Detection annotation records
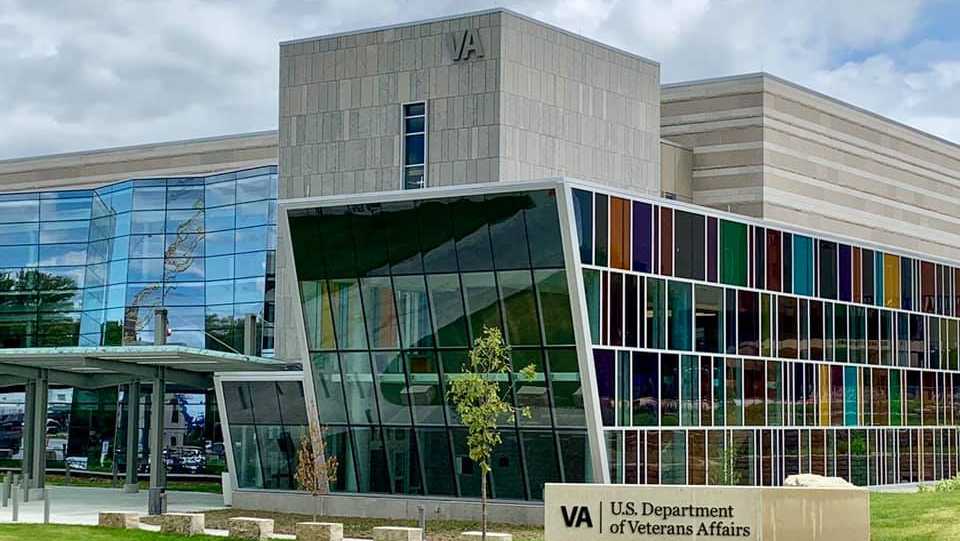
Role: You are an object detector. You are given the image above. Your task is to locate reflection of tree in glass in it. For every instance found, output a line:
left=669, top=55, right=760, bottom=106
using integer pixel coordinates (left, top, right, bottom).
left=123, top=207, right=203, bottom=344
left=0, top=269, right=80, bottom=347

**THE EXERCISE**. Pick out each line of the items above that contains the word "left", and copy those lines.

**SOLUTION FOR THIS EXERCISE**.
left=669, top=55, right=760, bottom=106
using integer pixel coordinates (left, top, right, bottom).
left=123, top=207, right=203, bottom=344
left=0, top=269, right=80, bottom=347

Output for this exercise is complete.